Dataset records START

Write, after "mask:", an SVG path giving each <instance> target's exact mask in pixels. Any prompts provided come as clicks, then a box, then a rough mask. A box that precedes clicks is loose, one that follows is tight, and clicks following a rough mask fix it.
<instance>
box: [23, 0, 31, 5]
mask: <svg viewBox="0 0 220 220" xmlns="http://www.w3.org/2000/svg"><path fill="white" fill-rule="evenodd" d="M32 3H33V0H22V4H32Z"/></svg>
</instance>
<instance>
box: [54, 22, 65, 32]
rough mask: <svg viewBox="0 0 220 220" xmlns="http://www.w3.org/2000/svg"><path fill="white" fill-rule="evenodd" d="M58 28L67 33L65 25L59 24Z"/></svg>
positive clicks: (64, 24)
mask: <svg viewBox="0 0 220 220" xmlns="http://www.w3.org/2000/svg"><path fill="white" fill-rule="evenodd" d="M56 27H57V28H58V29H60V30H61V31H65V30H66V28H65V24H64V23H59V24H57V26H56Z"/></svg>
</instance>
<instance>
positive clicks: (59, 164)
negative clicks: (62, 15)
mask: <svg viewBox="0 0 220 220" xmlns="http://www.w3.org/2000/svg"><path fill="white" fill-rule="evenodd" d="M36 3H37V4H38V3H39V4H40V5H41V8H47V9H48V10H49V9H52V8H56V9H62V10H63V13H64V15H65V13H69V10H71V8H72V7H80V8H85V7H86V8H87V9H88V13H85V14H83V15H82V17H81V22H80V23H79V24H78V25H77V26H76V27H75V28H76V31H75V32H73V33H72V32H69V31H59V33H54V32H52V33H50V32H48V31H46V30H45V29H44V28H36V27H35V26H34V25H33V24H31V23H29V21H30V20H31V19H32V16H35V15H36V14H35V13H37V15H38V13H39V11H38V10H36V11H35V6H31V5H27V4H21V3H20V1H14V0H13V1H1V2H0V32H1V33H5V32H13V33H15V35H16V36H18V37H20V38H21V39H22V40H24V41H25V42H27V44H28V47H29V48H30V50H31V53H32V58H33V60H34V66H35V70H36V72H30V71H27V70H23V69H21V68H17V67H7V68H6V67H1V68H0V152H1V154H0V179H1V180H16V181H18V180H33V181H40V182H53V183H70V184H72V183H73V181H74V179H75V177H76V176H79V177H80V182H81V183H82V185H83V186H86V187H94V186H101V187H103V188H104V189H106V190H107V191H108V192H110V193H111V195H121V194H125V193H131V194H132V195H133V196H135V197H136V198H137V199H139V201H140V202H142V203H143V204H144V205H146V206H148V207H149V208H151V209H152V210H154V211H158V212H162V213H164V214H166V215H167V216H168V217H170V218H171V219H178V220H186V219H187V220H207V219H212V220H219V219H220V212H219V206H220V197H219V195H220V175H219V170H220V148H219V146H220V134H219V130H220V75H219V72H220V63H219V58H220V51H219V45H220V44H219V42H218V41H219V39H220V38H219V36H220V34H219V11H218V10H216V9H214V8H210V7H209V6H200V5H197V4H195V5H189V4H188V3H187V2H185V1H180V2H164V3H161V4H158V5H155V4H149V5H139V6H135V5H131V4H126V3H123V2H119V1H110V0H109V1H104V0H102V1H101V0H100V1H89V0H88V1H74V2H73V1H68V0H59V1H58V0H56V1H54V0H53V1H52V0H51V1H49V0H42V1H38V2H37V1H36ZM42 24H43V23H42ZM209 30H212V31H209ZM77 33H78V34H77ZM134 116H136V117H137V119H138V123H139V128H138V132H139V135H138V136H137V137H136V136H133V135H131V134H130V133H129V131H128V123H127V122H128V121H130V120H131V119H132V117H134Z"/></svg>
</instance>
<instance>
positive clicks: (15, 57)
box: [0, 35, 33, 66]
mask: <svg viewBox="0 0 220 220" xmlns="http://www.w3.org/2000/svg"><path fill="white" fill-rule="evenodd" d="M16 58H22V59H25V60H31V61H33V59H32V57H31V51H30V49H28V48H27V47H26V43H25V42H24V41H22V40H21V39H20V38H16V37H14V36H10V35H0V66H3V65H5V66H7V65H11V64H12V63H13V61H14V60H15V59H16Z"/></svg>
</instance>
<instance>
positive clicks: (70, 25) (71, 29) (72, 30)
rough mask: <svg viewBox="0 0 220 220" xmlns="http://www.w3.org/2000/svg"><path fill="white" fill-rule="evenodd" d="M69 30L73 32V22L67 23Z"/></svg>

Dataset records END

Your objective: Repeat all of the data exactly as given.

Solution to this problem:
Write, after "mask:", an SVG path giving each <instance> target's exact mask in pixels. Any prompts provided come as clicks, then a box, then a rough mask. A box that precedes clicks is loose, one that follows is tight, and clicks following a rough mask fix it.
<instance>
box: [23, 0, 31, 5]
mask: <svg viewBox="0 0 220 220" xmlns="http://www.w3.org/2000/svg"><path fill="white" fill-rule="evenodd" d="M32 3H33V0H22V4H32Z"/></svg>
</instance>
<instance>
box: [54, 22, 65, 32]
rough mask: <svg viewBox="0 0 220 220" xmlns="http://www.w3.org/2000/svg"><path fill="white" fill-rule="evenodd" d="M58 28L67 33L65 25L59 24Z"/></svg>
positive clicks: (64, 24)
mask: <svg viewBox="0 0 220 220" xmlns="http://www.w3.org/2000/svg"><path fill="white" fill-rule="evenodd" d="M56 27H57V28H58V29H60V30H61V31H65V30H66V28H65V24H64V23H59V24H57V26H56Z"/></svg>
</instance>
<instance>
positive clicks: (59, 164)
negative clicks: (62, 15)
mask: <svg viewBox="0 0 220 220" xmlns="http://www.w3.org/2000/svg"><path fill="white" fill-rule="evenodd" d="M36 3H37V4H38V3H39V4H40V5H41V8H47V9H48V10H49V9H52V8H56V9H62V10H63V13H64V15H65V13H69V10H71V8H72V7H80V8H85V7H86V8H87V9H88V13H85V14H83V15H82V17H81V22H80V23H79V24H78V25H77V26H76V27H75V28H76V31H75V32H73V33H72V32H69V31H59V33H54V32H52V33H50V32H48V31H46V30H45V29H44V28H36V27H35V26H34V25H33V24H31V23H29V21H30V20H31V19H32V16H35V15H36V14H35V13H37V15H38V13H39V11H38V10H36V11H35V6H31V5H27V4H21V3H20V1H14V0H13V1H1V2H0V32H1V33H5V32H13V33H15V35H16V36H18V37H20V38H21V39H22V40H24V41H25V42H27V44H28V47H29V48H30V50H31V53H32V58H33V60H34V66H35V70H36V72H30V71H27V70H23V69H21V68H17V67H7V68H6V67H1V68H0V152H1V154H0V179H1V180H16V181H18V180H33V181H40V182H53V183H70V184H72V183H73V181H74V179H75V177H76V176H79V177H80V182H81V183H82V185H83V186H86V187H94V186H101V187H103V188H104V189H106V190H107V191H108V192H110V193H111V195H121V194H125V193H131V194H132V195H133V196H135V197H136V198H137V199H139V201H140V202H142V203H143V204H144V205H146V206H148V207H149V208H151V209H152V210H154V211H158V212H162V213H164V214H166V215H167V216H168V217H170V218H171V219H178V220H186V219H187V220H207V219H212V220H219V219H220V212H219V206H220V197H219V195H220V175H219V170H220V148H219V146H220V134H219V130H220V75H219V72H220V63H219V58H220V51H219V45H220V44H219V42H218V41H219V39H220V38H219V36H220V34H219V11H218V10H216V9H214V8H210V7H209V6H200V5H197V4H195V5H189V4H188V3H187V2H185V1H180V2H164V3H161V4H158V5H155V4H149V5H139V6H135V5H131V4H126V3H123V2H119V1H110V0H109V1H104V0H102V1H101V0H100V1H89V0H88V1H74V2H73V1H68V0H59V1H58V0H56V1H54V0H53V1H52V0H51V1H49V0H42V1H38V2H37V1H36ZM42 24H43V23H42ZM209 30H212V31H209ZM77 33H78V34H77ZM134 116H136V117H137V119H138V123H139V128H138V132H139V135H138V136H137V137H136V136H133V135H131V134H130V133H129V131H128V123H127V122H128V121H130V120H131V119H132V117H134Z"/></svg>
</instance>
<instance>
positive clicks: (15, 57)
box: [0, 35, 33, 66]
mask: <svg viewBox="0 0 220 220" xmlns="http://www.w3.org/2000/svg"><path fill="white" fill-rule="evenodd" d="M16 58H22V59H25V60H31V61H33V59H32V57H31V51H30V49H28V48H27V47H26V43H25V42H24V41H22V40H21V39H20V38H16V37H14V36H10V35H0V66H3V65H5V66H7V65H11V64H12V63H13V61H14V60H15V59H16Z"/></svg>
</instance>
<instance>
positive clicks: (70, 25) (71, 29) (72, 30)
rough mask: <svg viewBox="0 0 220 220" xmlns="http://www.w3.org/2000/svg"><path fill="white" fill-rule="evenodd" d="M69 30L73 32V22L67 23Z"/></svg>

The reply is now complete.